Your instructions:
Repeat each record below exactly, dropping the pictures.
BEGIN
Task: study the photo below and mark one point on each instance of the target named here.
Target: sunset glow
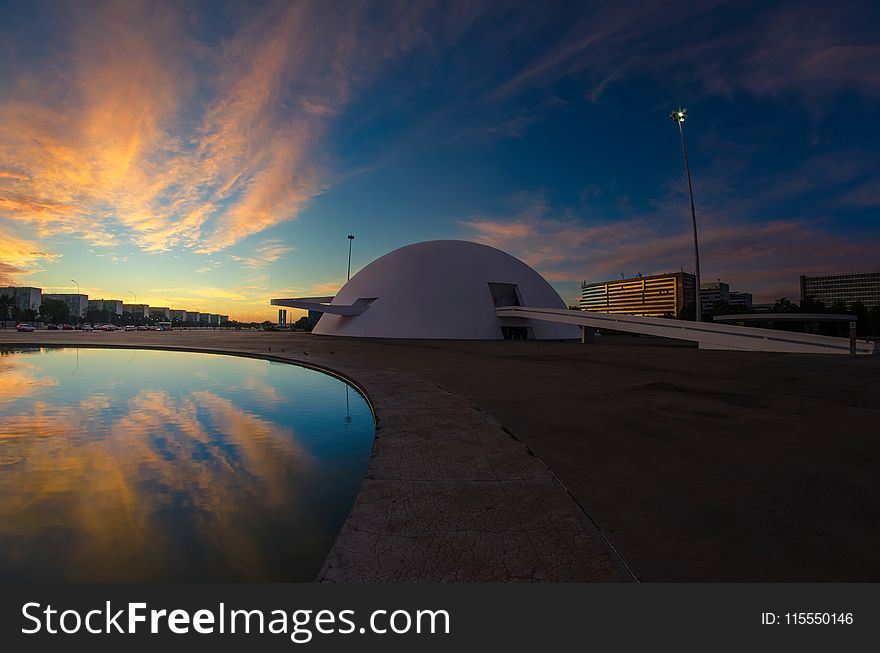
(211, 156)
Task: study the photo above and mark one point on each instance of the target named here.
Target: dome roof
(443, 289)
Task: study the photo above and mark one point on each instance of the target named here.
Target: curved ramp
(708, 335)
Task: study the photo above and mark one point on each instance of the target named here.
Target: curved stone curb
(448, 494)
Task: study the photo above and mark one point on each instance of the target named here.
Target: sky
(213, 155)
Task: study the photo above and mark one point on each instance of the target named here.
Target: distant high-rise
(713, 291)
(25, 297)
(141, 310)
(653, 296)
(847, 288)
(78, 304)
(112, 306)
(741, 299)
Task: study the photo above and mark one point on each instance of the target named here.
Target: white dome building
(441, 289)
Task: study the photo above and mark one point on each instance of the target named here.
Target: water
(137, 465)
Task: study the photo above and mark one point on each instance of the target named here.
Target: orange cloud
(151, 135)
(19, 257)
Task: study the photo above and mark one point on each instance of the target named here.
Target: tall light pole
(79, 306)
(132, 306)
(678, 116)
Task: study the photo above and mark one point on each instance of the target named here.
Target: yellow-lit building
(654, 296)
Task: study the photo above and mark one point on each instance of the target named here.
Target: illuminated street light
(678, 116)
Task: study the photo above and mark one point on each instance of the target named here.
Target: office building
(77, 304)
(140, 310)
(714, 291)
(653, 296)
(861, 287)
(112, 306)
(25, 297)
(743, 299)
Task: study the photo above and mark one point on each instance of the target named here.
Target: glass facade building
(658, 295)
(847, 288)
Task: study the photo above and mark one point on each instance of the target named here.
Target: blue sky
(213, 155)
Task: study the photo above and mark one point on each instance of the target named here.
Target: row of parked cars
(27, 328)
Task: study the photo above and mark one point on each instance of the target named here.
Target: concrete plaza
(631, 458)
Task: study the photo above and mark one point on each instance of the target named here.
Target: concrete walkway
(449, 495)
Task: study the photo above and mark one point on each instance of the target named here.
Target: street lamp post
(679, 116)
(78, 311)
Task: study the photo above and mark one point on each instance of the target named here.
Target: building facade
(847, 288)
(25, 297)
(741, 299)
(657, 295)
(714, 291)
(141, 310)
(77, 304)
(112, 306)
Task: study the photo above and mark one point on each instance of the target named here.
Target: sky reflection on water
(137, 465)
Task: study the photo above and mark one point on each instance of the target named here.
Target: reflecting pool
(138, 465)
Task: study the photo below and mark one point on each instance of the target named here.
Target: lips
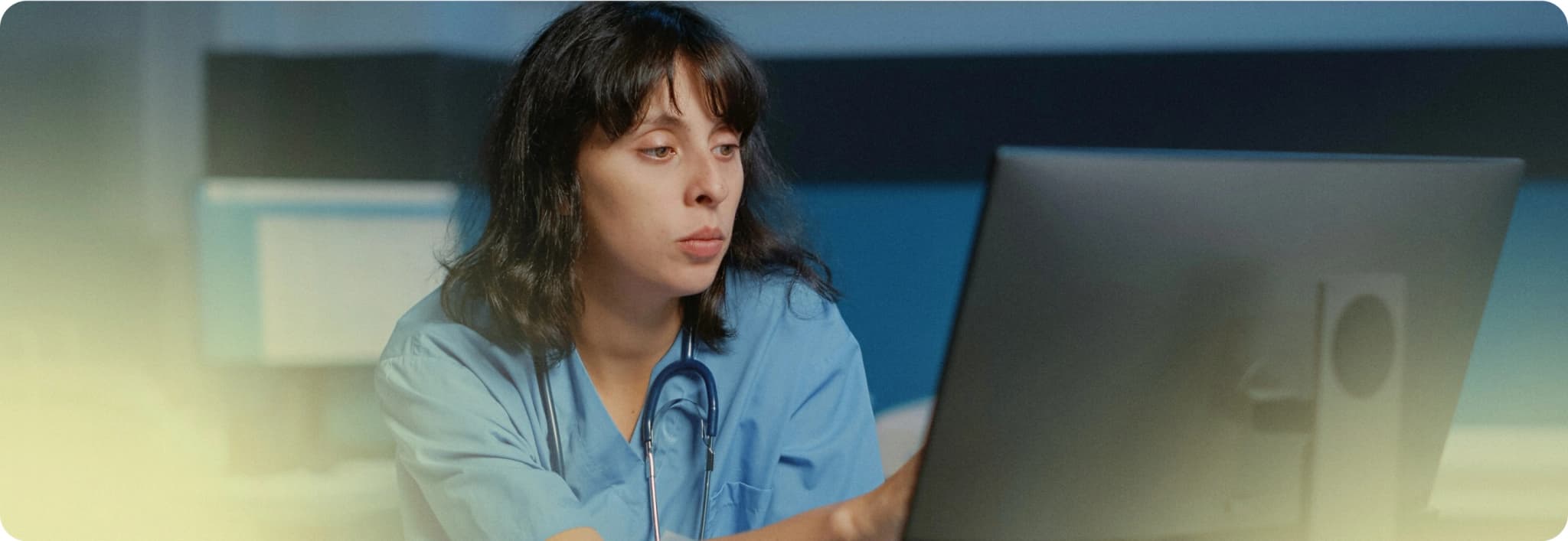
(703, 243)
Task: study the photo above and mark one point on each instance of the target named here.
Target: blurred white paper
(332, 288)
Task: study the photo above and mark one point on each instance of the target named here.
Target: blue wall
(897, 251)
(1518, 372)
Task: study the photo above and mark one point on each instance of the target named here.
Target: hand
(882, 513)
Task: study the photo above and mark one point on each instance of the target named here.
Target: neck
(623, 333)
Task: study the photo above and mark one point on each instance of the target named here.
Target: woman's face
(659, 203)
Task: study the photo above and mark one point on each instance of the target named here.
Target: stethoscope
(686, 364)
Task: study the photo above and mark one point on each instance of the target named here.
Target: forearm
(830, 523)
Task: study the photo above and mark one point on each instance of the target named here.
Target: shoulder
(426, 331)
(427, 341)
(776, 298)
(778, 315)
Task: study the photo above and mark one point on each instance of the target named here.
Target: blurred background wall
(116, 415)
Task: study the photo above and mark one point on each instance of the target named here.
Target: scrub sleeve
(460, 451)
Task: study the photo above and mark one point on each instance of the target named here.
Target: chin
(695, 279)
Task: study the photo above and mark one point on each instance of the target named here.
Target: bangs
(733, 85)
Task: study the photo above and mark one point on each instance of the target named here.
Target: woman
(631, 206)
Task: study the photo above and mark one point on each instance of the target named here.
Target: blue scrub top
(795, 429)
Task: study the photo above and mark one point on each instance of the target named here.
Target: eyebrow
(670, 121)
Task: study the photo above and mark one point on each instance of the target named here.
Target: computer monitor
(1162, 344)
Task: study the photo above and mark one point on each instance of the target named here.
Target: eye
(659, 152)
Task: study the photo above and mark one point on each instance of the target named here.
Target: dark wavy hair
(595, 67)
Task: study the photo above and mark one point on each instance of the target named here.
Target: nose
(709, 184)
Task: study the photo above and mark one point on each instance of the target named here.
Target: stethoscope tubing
END
Exercise response:
Task: study the photo below and mark one point on each instance of the target named here.
Target: sunset glow
(211, 156)
Task: study the photo above and mark one point on each instance of the target named here.
Target: dome roof
(443, 289)
Task: study the photo above and mark one point on each instance of the target named here.
Target: curved ramp
(708, 335)
Task: study the photo above and mark one point on each instance of the target named here.
Target: curved stone curb
(448, 494)
Task: study the photo above and mark one point on each instance of the target named here.
Target: sky
(213, 155)
Task: study the photo above and mark one point on each instance of the target named here.
Target: distant high-rise
(713, 291)
(25, 297)
(141, 310)
(653, 296)
(847, 288)
(78, 304)
(112, 306)
(741, 299)
Task: study the photo above and mark one point on each instance of the target named here.
Target: white dome building
(441, 289)
Task: study the photo above and mark one point on each instance of the target named here.
Target: water
(137, 465)
Task: study the photo above and mark one point on each instance of the target named here.
Target: orange cloud
(151, 135)
(19, 257)
Task: study the photo above and mark one point on each instance of the target named here.
Target: tall light pole
(79, 306)
(132, 306)
(678, 116)
Task: study the photo above and mark one point on each instance of the target named here.
Target: yellow-lit building
(654, 296)
Task: study the photo above and mark one point on each instance of the target named here.
Target: illuminated street light
(678, 116)
Task: study the photo above and mark one point on each instance of the target named here.
Target: office building
(77, 304)
(140, 310)
(714, 291)
(653, 296)
(861, 287)
(112, 306)
(25, 297)
(743, 299)
Task: study the photo above and mark one point on each instance of the target named here.
Target: glass facade building
(658, 295)
(847, 288)
Task: study the photo above and mark one point on each instance of the target named here.
Target: blue sky
(213, 155)
Task: study the photo above and mark one point on each instance of the target named here.
Target: row of parked cars
(27, 328)
Task: study the photo above and mark one point on each instance of the target named here.
Target: concrete plaza
(631, 458)
Task: study the photo above and mark one point on each instance of the target named here.
Target: concrete walkway
(449, 495)
Task: study the photo above and mark one point on each instance of the target named here.
Target: street lamp post
(679, 116)
(78, 311)
Task: study the photo above and mark one point on each instance of the target named here.
Target: building facade
(847, 288)
(25, 297)
(741, 299)
(657, 295)
(714, 291)
(141, 310)
(77, 304)
(112, 306)
Task: study the photo above and mark one point on each instance of the target named here.
Target: sky reflection on water
(137, 465)
Task: study the photo above and mark one point on each instance of the target named here.
Target: reflecting pool
(138, 465)
Task: study the photo below and mark one point on each instance of the target named here.
Target: lips
(703, 243)
Task: study the photo above and mark one point on each instance of the target named here.
Target: blurred white paper
(332, 288)
Task: study the photo above and mark one point on each instance of the target named here.
Target: blue wall
(897, 251)
(1518, 372)
Task: study the photo above and mark one point on each instance of the target named here.
Target: hand
(882, 513)
Task: study the photo above and mark one point on each instance of the target named here.
Target: neck
(623, 333)
Task: study the photo above and mark one point on each instance of the target named here.
Target: woman's face
(659, 203)
Task: study the photo above and mark one point on each instance of the target named here.
Target: stethoscope
(686, 364)
Task: study the photo above and mark one point on each instance of the target named here.
Target: forearm
(830, 523)
Task: study the photo above and mark one point on each instance of the target named here.
Target: shoulder
(426, 331)
(427, 341)
(776, 298)
(778, 315)
Task: study the photo above and mark one point on each instance of the target named here.
Target: blurred background wall
(116, 415)
Task: study the photo above and mark one point on each instance of the target named here.
Target: scrub sleeve
(460, 451)
Task: study the photo above and mark one point on each instance of the target named here.
Target: chin
(695, 279)
Task: study the photo above and mark one point on each instance of the target named here.
Target: bangs
(733, 85)
Task: study the photo above and mark one point on each instance of the target named here.
Target: woman
(631, 206)
Task: study the photo above and mark one point on each instance of the target named here.
Target: blue scrub top
(795, 429)
Task: study the photo above and mark one point on each instance of the target named here.
Target: eyebrow
(670, 121)
Task: study the photo above and mark one point on each instance of the target named here.
Target: computer monitor
(1162, 344)
Task: study the photo above and mark one point on each instance of the target named here.
Target: eye
(659, 152)
Task: study the photo above and mark one point on each instance of the target named here.
Target: dark wavy hair
(595, 67)
Task: study the photo above and mark one point on each instance of the target named here.
Target: nose
(709, 184)
Task: study the photo above and mark one point on each instance of the target named here.
Target: stethoscope tubing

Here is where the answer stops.